* TEXT EXTRACT *

Emily Jiang is joining us today with her picture book Summoning the Phoenix. Here’s the publisher’s description.
Every musician knows that learning to play an instrument has its challenges and its rewards. There’s the embarrassing first day of rehearsal, but also the joy of making friends in the orchestra. There’s dealing with slippery concert dress, or simply getting swept up in the music. The twelve children in this book are just like any other musicians practicing their instruments and preparing for a concert. But what sets these music lovers apart is that they all play traditional Chinese musical instruments in a Chinese orchestra. Including both flights of fancy and practical considerations, lively poems capture each child’s musical experience with a different Chinese instrument, while sidebars provide more information about each one. Vivid illustrations depicting each fascinating instrument bring you along on this musical journey. And then you are invited to the grand finale!
What’s Emily’s favorite bit?
EMILY JIANG
One of the great joys of being a picture book author is seeing the artwork inspired by my words. I’m so grateful that the amazing April Chu agreed to illustrate my first picture book Summoning the Phoenix: Poems & Prose about Chinese Musical Instruments. April is an artist and professional architect, and I admire her whimsical aesthetic, her attention to detail, and her ability to realistically illustrate pretty much anything, including the mythical phoenix.
With April’s permission, I’d like to share her gorgeous artwork that inspired the title of my book Summoning the Phoenix. But first, let me share the companion poem “Magical Melody” in its original format.
This poem is a simple list poem, which is great for children. I specifically chose to format the poem with careful indentations and line breaks to evoke the shape of a bird’s wing on the page. When I wrote “Magical Melody,” I kept in mind the Chinese myth about a man who could play a xiao, a long bamboo flute, so beautifully that he could control clouds and summon phoenixes. Yet at the same time, I was aware I was writing a poem spoken by a contemporary American child.
While writing this poem, this is what I envisioned. A little girl, maybe about five of six years old, is sitting on her bed, alone in her room. She’s playing the xiao, and one by one, a different bird flies through her open window to land right in front of her bed. The phoenix is the last to arrive, and it’s perched on the open window sill, its fiery wings tucked under as it listens to the magical melody.

Records of labeled points
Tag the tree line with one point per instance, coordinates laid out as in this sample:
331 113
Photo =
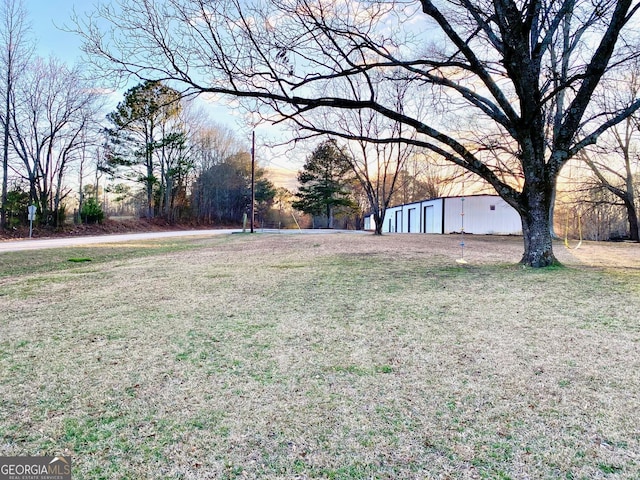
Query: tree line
154 151
504 89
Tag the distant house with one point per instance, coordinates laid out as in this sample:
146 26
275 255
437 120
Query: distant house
483 215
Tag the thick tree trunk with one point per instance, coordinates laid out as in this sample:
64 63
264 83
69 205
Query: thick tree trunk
538 245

* CHALLENGES *
a. According to the Summoning the Phoenix post, what does April Chu do professionally besides being an artist?
b. Carry on the Summoning the Phoenix post from the point where it ends.

* OUTPUTS FOR THE TASKS *
a. She is a professional architect.

b.
As a picture book author, I knew not to explain this image in my head to the illustrator because I wanted the illustrator to bring her own personality and imagination to the book. Explanations to the illustrator might work for comic book scripts, but not for picture book manuscripts. When I saw April’s artwork, I was absolutely blown away.
What April drew was a thousand times more amazing than my original vision because:
Instead of a little girl, it’s an older boy
up in the sky (instead of a bedroom)
standing in a basket under a hot air balloon (instead of a sitting on bed)
surrounded by all the birds in flight (instead of sitting on the floor).
I remember staring at amazement at this boldly serene boy playing the xiao in a hot air balloon decorated with a Chinese dragon. The Wizard of Oz has nothing on this kid. Soon after I received the artwork for my book, I showed this illustration to a professional ornithologist and he accurately identified each and every bird, even the phoenix.
One of my favorite bits of this favorite image is how April brought in the dragon on the right to balance the phoenix on the left. In traditional Chinese culture, the dragon is a symbol of good luck, not a dastardly monster who kidnaps maidens and kills knights. In China, the dragon and the phoenix are often depicted together, a fact I learned when I was thirteen and touring the Forbidden Palace in Beijing. I remember wondering at so the dragons and phoenixes carved next to the stone steps. The tour guide explained that the dragon is a symbol for the Chinese emperor and the phoenix is a symbol for the Chinese empress. So by pairing these two mystical creatures the the illustration above, April evokes that ancient Chinese tradition.
But her clever incorporation of Asian culture doesn’t stop there. If you look at the clouds in the artwork, you might notice that most of them are a pale blue that blends into the sky background. The exception are the clouds underneath the phoenix. Those clouds are drawn in an Asian style and colored a brighter yellow-orange, as if they are the smoke that results from the fire of the phoenix. Note that these Asian-inspired clouds also appear in the balloon right next to the dragon’s head.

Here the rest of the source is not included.